### Available records

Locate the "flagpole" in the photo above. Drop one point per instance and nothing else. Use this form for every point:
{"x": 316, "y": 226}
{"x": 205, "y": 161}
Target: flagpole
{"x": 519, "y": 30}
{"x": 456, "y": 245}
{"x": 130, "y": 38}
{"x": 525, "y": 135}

######

Task to complete:
Repeat the records above line for line, changing nothing.

Written response:
Locate the "flagpole" in the photo above. Drop one point per instance and nothing else. Use this form for every point:
{"x": 316, "y": 226}
{"x": 205, "y": 161}
Target: flagpole
{"x": 519, "y": 30}
{"x": 456, "y": 245}
{"x": 130, "y": 38}
{"x": 525, "y": 135}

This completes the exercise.